[Collected data]
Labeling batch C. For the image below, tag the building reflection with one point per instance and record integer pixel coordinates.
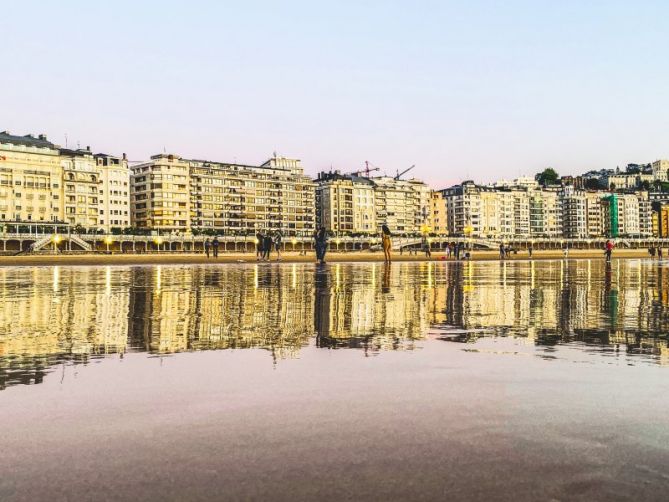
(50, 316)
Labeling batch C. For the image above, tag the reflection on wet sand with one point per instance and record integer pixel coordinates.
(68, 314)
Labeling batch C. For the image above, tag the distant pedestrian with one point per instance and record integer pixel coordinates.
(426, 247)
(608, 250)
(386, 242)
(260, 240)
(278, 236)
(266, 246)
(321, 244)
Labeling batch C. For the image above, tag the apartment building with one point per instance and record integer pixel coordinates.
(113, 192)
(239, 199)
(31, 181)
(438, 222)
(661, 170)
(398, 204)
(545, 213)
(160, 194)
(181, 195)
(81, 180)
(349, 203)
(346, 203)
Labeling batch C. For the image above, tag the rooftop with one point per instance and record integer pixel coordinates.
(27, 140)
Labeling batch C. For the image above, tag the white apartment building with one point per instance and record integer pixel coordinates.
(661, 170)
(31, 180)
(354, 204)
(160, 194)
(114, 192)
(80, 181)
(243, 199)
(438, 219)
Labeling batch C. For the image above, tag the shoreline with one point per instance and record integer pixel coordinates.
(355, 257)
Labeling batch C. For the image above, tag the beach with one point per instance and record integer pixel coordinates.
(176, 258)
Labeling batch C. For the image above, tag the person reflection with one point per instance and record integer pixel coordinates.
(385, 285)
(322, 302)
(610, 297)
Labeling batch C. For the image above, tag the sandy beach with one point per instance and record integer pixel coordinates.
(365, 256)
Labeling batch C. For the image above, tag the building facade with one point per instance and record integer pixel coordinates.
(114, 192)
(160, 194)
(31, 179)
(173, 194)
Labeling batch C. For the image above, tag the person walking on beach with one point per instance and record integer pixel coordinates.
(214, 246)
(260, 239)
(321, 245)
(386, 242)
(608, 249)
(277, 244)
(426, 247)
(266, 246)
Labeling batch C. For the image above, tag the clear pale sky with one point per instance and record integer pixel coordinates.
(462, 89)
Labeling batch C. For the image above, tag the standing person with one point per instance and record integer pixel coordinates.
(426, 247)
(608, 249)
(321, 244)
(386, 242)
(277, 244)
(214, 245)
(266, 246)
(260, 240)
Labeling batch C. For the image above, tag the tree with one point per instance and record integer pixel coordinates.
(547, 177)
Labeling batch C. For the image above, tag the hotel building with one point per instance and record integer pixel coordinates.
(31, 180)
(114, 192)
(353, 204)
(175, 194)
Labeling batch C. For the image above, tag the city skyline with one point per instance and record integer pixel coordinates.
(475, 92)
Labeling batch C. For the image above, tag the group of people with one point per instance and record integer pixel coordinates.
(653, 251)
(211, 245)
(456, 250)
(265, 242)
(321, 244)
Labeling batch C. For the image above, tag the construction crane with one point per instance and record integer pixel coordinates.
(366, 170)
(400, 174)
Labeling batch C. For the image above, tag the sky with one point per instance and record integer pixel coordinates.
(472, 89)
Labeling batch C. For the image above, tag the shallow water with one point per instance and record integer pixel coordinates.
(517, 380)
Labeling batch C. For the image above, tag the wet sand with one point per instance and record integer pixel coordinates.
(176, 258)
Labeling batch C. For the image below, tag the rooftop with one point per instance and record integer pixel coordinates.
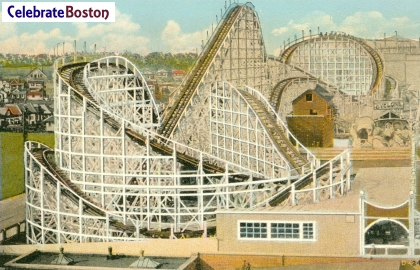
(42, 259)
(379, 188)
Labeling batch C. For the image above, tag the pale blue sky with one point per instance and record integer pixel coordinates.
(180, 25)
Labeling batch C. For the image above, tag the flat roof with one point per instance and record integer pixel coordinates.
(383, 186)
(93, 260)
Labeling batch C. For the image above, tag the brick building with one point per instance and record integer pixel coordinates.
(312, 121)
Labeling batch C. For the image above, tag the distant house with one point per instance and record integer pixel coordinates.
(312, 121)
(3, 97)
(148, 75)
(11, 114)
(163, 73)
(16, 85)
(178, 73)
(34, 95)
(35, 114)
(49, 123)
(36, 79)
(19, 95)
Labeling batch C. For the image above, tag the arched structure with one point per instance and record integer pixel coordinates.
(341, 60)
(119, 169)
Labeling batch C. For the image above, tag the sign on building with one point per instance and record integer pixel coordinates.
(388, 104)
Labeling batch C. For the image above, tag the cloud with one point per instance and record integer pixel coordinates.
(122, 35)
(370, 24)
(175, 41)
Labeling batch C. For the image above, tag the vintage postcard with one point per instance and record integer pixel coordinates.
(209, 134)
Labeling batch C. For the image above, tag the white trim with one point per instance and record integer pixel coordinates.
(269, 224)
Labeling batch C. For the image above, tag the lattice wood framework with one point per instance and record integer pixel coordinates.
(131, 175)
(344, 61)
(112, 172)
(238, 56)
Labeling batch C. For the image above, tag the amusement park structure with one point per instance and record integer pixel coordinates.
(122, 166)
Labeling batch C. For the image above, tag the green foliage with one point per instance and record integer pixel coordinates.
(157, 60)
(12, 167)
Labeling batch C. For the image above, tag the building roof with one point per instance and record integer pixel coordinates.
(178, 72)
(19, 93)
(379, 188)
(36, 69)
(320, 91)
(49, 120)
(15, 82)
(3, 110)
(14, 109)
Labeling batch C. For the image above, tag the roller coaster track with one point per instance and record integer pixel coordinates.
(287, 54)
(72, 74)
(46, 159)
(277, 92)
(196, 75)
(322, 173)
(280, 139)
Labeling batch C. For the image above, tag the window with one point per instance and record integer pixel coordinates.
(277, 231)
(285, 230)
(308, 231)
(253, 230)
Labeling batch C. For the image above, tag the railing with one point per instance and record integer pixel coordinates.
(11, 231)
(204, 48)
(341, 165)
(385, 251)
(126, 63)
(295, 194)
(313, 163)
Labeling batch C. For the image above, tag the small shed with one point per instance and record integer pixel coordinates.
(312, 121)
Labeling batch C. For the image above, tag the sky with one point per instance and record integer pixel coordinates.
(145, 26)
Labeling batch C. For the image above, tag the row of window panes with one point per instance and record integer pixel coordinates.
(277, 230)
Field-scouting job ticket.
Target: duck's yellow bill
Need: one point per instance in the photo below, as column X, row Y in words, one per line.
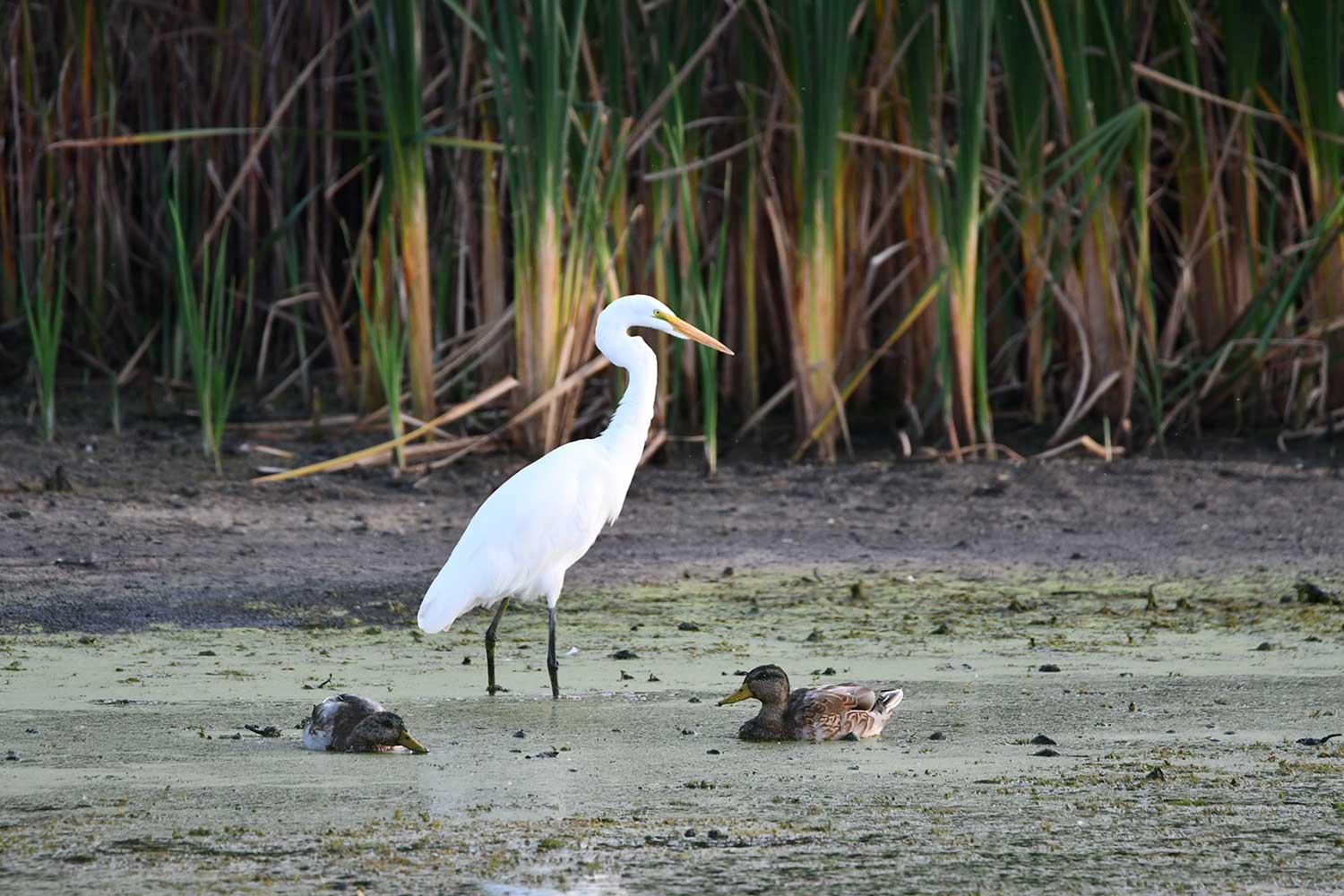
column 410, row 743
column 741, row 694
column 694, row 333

WORK TASK: Pictures aside, give the data again exactly as it appears.

WRITTEN ANSWER:
Labeling batch C. For the image below, tag the building reflection with one point per instance and record integer pixel coordinates.
(50, 316)
Labeling batch C. For the image above, tag the reflection on wet sand with one point per instance and record integer pixel coordinates.
(68, 314)
Labeling batch C. For the image above, tag the distant pedestrian with one point per instance and record integer pixel coordinates.
(426, 247)
(608, 250)
(386, 242)
(260, 240)
(278, 236)
(266, 246)
(321, 244)
Labeling batch C. For the image above, tag the apartment building with one point per instance and record integer pixel coordinates.
(113, 192)
(239, 199)
(31, 181)
(438, 222)
(661, 170)
(398, 204)
(545, 213)
(160, 194)
(181, 195)
(81, 180)
(349, 203)
(346, 203)
Labeling batch C. For the image above, tag the rooftop with one point per instance and record integer pixel coordinates.
(27, 140)
Labeling batch C. For the image above, tag the white apartment building with one point per instance and record integer pixel coordinates.
(661, 170)
(31, 180)
(354, 204)
(160, 194)
(114, 192)
(80, 181)
(243, 199)
(438, 219)
Labeling batch C. For the image above, tag the shoreline with one point per instance and record integer pixel coordinates.
(355, 257)
Labeling batch C. For the image above, tag the beach with one point per instance and record integer pixel coordinates.
(176, 258)
Labeling batch C. For the image above, tag the person reflection with one point per instance and record integer pixel coordinates.
(385, 285)
(322, 302)
(610, 297)
Labeling batch C. For the image above, tag the sandy beach with one point per instance and record integer pixel coordinates.
(365, 256)
Labeling batch C. For the image above, tag the building facade with one point per instance and record integer pixel coordinates.
(114, 192)
(160, 194)
(31, 179)
(173, 194)
Labeling batch C. For the image above, tag the person walking on beach with one point per instance and record integer pixel coordinates.
(214, 246)
(260, 239)
(321, 245)
(386, 242)
(608, 249)
(277, 244)
(426, 247)
(266, 246)
Labeling batch C. For the image above, tag the clear pale sky with one point per instance and record integer pixel coordinates.
(462, 89)
Labeling batch C. For the image above, tag the standing person with one point per instance and record integer pixel coordinates.
(426, 247)
(608, 249)
(321, 244)
(386, 242)
(277, 244)
(214, 245)
(266, 246)
(260, 240)
Labeling batch C. For the image above, tag the tree with one point per instance and record integer pixel coordinates.
(547, 177)
Labeling batch C. For the image above, tag the hotel building with one point per instance and record integer pixel coordinates.
(31, 180)
(114, 192)
(353, 204)
(175, 194)
Labeling batch C. For the image above, tag the city skyline with one point per instance and record integer pixel coordinates.
(475, 92)
Labeling batch C. For the image above, tag the group of people with one point per instance and record integer pixel coordinates.
(653, 251)
(211, 245)
(456, 250)
(265, 242)
(321, 244)
Labeling batch C. For the image above, tag the construction crane with one point per instance and record integer pixel coordinates.
(366, 170)
(400, 174)
Labeling batch C. For the image above, tag the sky with one point per instance and record integer pixel coordinates.
(472, 89)
Labeling batch C. For the image above, tag the shallow water with one point per instance and record integer pixel coordinates.
(517, 380)
Labeling batch C. For the image above, tag the wet sand with one point per instance and record integer pixel coordinates.
(176, 258)
Labeling batch C. For the image below, tag the rooftop with one point per instance and record integer pixel coordinates.
(42, 259)
(379, 188)
Labeling batch C. For the image above, tag the pale blue sky with one point per instance and record integer pixel coordinates.
(180, 25)
Labeling batch C. For the image above, tag the flat roof with one point per instance and record integer pixel coordinates.
(383, 186)
(93, 260)
Labeling batch C. For the image above, tag the brick building with one point per instance and record integer pixel coordinates.
(312, 121)
Labeling batch C. For the image above, tag the distant house with one point per instance and record integer pixel coordinates.
(312, 121)
(3, 97)
(148, 75)
(11, 114)
(163, 73)
(16, 85)
(178, 73)
(34, 95)
(35, 114)
(49, 123)
(36, 79)
(19, 95)
Labeling batch C. For the image above, tag the arched structure with one point per instance and record integer pixel coordinates.
(341, 60)
(119, 169)
Labeling batch C. For the image above, tag the sign on building with one point per instance and record integer pixel coordinates.
(388, 104)
Labeling batch C. For the image above, tag the cloud with one point per instance and record integer pixel coordinates.
(122, 35)
(370, 24)
(175, 41)
Labeling batch C. For the image above, tag the vintage postcard with one point per instance and record integer pixel coordinates.
(209, 134)
Labeling batch C. For the image above, tag the white trim with one point per instance and record integer pixel coordinates.
(269, 224)
Labeling batch C. For the image above, tag the lattice wood framework with one point per instance and record integer pixel coordinates.
(131, 175)
(344, 61)
(112, 172)
(238, 56)
Labeling batch C. For the image above, tag the amusement park structure with one point per instance and record integer pixel coordinates.
(122, 166)
Labeling batch C. For the image above, tag the green foliage with one point per instance and record integer pixel coordinates.
(157, 60)
(12, 167)
Labeling batch C. For the image above, tag the building roof with one point per instance and record integer pixel coordinates.
(178, 72)
(19, 93)
(379, 188)
(36, 69)
(320, 91)
(49, 120)
(15, 82)
(3, 110)
(14, 109)
Labeling batch C. For the image above, tag the roller coaster track with one point per instance and record integer pixel coordinates.
(287, 54)
(72, 74)
(46, 159)
(277, 92)
(196, 75)
(322, 173)
(280, 139)
Labeling batch C. For the image above, tag the window with one point per instance and record integer pixel coordinates.
(277, 231)
(285, 230)
(308, 231)
(253, 230)
Labeling batch C. For the image above, tag the railing with one point per instance and record integer pixel coordinates.
(11, 231)
(204, 48)
(341, 165)
(385, 251)
(126, 63)
(295, 194)
(313, 163)
Labeling batch C. For the image above, tag the small shed with one point per instance and record integer pixel coordinates.
(312, 121)
Labeling batch C. For the image above, tag the sky with one point per instance and record integer pixel coordinates.
(145, 26)
Labeling batch C. For the image above, tag the row of window panes with one point per instance and record integer pixel coordinates.
(277, 230)
Field-scouting job ticket.
Target: duck's yellow bill
Need: one point per instance in the photo below, as column X, row Y in words, one per line.
column 410, row 743
column 741, row 694
column 694, row 333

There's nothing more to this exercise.